*Stated goal:* Write out all the items below again, requests included, shifting each answer point by adding 97 to both of its coordinates. Keep the sample numbers inside the requests as they are, and leave out the pictures.

*Input:*
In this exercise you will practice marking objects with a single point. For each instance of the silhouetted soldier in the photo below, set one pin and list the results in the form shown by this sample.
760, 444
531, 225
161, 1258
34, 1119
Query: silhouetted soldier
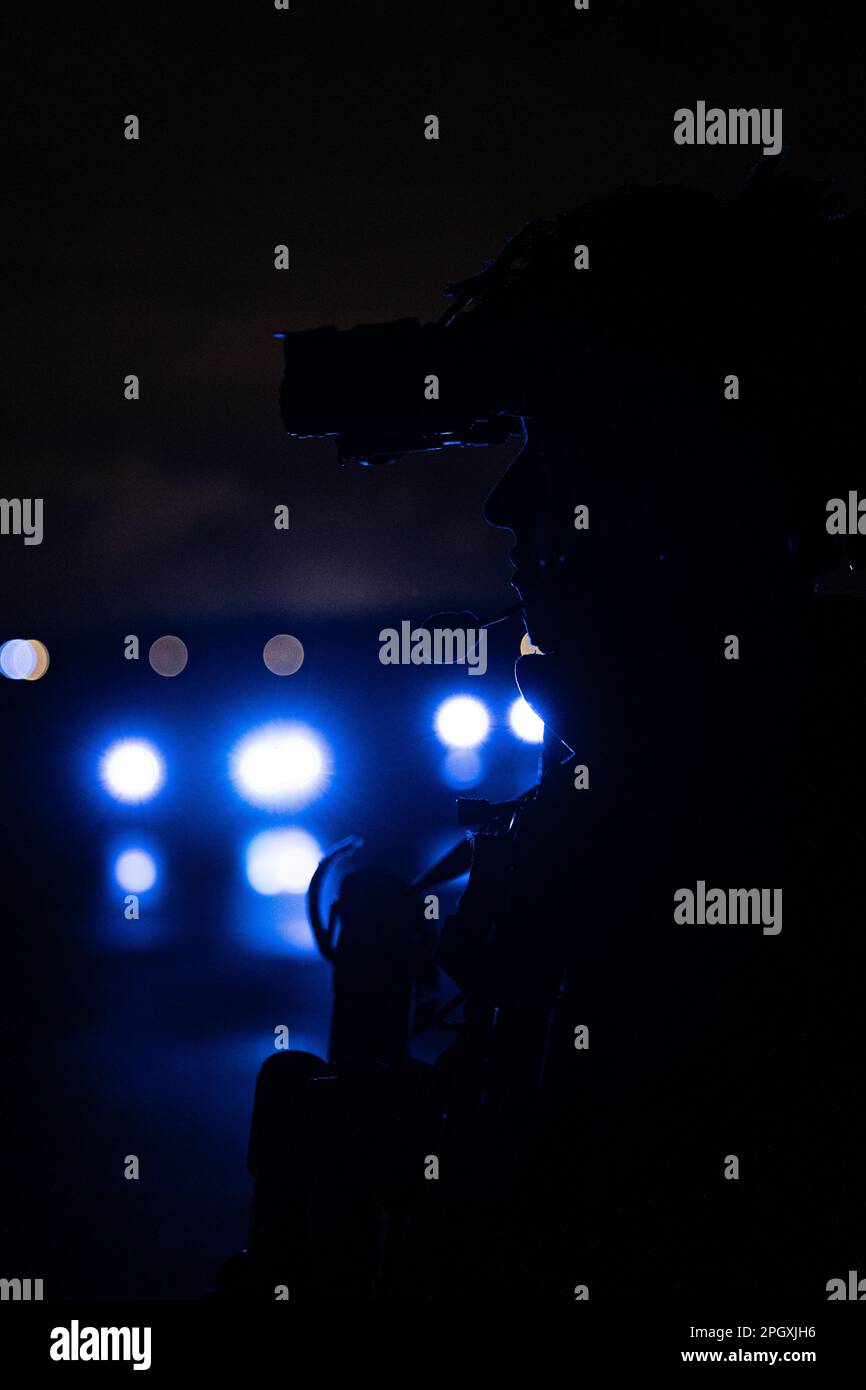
634, 1104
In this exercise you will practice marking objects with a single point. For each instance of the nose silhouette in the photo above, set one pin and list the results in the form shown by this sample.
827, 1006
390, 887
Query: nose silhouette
509, 499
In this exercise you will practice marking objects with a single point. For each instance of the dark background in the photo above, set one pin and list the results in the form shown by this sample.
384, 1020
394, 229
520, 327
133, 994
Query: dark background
156, 257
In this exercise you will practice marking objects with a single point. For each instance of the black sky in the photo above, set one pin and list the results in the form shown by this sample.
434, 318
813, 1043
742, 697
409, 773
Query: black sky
306, 127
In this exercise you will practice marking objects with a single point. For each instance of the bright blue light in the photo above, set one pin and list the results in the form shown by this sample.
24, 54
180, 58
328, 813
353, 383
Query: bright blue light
17, 659
135, 870
280, 766
526, 723
132, 770
281, 861
462, 722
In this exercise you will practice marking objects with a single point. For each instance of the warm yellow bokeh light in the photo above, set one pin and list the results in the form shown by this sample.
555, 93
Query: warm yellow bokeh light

*In response:*
In this exercise you will practice marking objects with a single point. For each instance of the silhouetted soldier in the photo below, set one pin and list the results in the form shown by this sample.
760, 444
531, 225
161, 1258
34, 1119
Query: silhouetted soldier
731, 1201
In this exercise you will practice marking objects with a single point. For each instance of the nose silhouette in the photo above, set one pin and list the results in the form shown by this sample.
827, 1006
390, 887
Query: nose silhouette
606, 596
In this exercise you will practice marking objects with a single point. For each instance of the dark background in the photo above, set one pin and list the results in the form shown by this sample.
384, 1020
394, 229
520, 327
133, 994
Query: dark background
253, 354
In this exercise you will practice marking objects with a single point. For each instance of the black sky in the photo above, set one pin and list the results in the form shown by this sample.
434, 318
813, 1043
742, 697
409, 773
Query: black sky
403, 224
In this exercise you will practice marking objects with a single point. For each instance of the bright blue light in the photo above, set one pin and list the results in the form shown by this sample.
24, 54
180, 58
328, 813
353, 383
Query: bright blue light
114, 756
232, 967
377, 863
623, 820
229, 867
378, 958
559, 819
In this exercise you will practice marking objects with a single point. For each instance of the warm yellow bokeh light in the photo above, set one pin and list the results in the form shown by this sample.
555, 93
Query: warm yellow bokeh light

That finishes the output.